* [Material to process]:

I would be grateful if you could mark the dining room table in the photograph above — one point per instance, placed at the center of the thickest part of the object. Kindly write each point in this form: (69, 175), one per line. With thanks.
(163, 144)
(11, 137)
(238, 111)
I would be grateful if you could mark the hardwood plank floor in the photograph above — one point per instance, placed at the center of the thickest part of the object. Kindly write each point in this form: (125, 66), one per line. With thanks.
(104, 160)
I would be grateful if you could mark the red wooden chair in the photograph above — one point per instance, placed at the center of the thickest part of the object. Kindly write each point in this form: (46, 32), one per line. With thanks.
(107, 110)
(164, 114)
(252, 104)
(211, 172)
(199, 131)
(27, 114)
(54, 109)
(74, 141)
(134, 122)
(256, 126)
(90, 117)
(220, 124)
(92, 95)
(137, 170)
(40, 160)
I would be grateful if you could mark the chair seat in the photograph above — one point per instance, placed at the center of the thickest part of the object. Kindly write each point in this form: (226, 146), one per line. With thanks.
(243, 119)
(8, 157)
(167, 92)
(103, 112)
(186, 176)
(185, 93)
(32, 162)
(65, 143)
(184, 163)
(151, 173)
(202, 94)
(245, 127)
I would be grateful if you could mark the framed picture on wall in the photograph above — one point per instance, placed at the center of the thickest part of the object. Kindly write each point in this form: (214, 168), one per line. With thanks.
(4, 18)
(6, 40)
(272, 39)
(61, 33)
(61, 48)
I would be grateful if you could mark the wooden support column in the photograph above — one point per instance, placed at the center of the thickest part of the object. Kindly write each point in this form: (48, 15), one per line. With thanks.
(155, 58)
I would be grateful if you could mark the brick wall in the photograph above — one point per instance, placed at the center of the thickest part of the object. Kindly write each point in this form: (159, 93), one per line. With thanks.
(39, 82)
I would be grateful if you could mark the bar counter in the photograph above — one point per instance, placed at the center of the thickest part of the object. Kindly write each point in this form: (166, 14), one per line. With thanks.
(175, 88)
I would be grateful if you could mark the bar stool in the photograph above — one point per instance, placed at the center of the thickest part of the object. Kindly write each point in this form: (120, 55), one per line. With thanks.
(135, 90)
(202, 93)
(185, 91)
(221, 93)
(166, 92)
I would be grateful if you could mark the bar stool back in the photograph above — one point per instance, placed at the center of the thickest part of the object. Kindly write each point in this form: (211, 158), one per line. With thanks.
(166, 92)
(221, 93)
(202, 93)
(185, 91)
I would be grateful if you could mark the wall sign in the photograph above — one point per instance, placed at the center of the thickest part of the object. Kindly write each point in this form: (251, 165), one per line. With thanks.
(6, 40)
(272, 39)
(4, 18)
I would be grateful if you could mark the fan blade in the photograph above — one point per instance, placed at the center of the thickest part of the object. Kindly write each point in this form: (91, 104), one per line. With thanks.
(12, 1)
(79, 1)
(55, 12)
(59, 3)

* [What the task requires]:
What is needed is an exact copy of every entry.

* [Task answer]:
I would be grateful if you could mark the dining room table in the photograph above — one point per instance, placed at the center of the thickest part of the object. Kindly write each point in this form: (69, 175), one per line. With thanks.
(163, 144)
(11, 137)
(238, 111)
I would be grateful if you could mark the hardwood plank floor in the photograph above — one point per instance, placed at the center of the thickest part of the object. Kindly write each point in this form: (125, 66), one per line. With thanks.
(104, 160)
I would be grateful if you could mark the red wooden chair in the photograph above — one point per instance, placed at the center of the thickest part of the object. Kindly write each point in this form: (46, 32), one per line. With thanks.
(107, 110)
(164, 114)
(252, 104)
(211, 172)
(199, 131)
(27, 114)
(54, 109)
(74, 141)
(134, 122)
(256, 126)
(90, 117)
(220, 124)
(92, 95)
(137, 170)
(40, 160)
I would be grateful if you could mark the chair seat in the photograph above — one point per instance, placed at the center of the thickest part of the object. Kindly write each point in this form: (226, 146), one per line. With thanks.
(243, 119)
(8, 157)
(167, 92)
(103, 112)
(186, 176)
(185, 93)
(32, 162)
(65, 143)
(184, 163)
(151, 173)
(202, 94)
(245, 127)
I would be grateful if you could mark the framed picture on wall in the photograph above — one point per instance, placed at the center of the thickest part of the object. Kindly write each point in this form: (214, 168), one per line. With thanks.
(4, 18)
(6, 40)
(272, 39)
(61, 33)
(61, 48)
I would be grateful if you could mark the wooden support column in the photograph above — one point per instance, placed at the center of the thickest part of the object. Kindly write each point in this form: (48, 15), one per line. With thanks.
(155, 58)
I would be grateful if you could mark the brick wall in the photograph above — one point per instance, placed at the center of the thickest part of the object. Kindly write each point in this form: (159, 93), one per line. With thanks.
(39, 82)
I would be grateful if you could mark the bar counter in the photograph above — one point per instance, placed at the center of the thickest part of the object. Kindly write each point in this form: (166, 14), one per line. With thanks.
(175, 88)
I would be grateful if you could mark the bar stool in the photograph above — one point per instance, placed at the center of the thickest part of the object. Kindly write each point in this form: (120, 55), one per line. With thanks.
(135, 90)
(202, 93)
(185, 91)
(221, 93)
(166, 92)
I would be grateful if you could mark the bar stool back in the photograph above — one point per instance, placed at the center of the thickest part of the object. Kindly write each point in this form: (211, 158), one per line. With thanks.
(166, 92)
(221, 93)
(202, 93)
(185, 91)
I would be grateful if you could mark the wall sign in the photograph above — one point per instance, placed at the center of the thickest part of the object. Kindly write each point in this form: (251, 165), one per line. With thanks.
(6, 40)
(272, 39)
(4, 18)
I would be grateful if you could mark the fan blade in the photograph above — one point per instance, placed at the center of the thickest part of the object. Kindly write each point in this form: (91, 104), one per line. With thanks.
(12, 1)
(79, 1)
(55, 12)
(59, 3)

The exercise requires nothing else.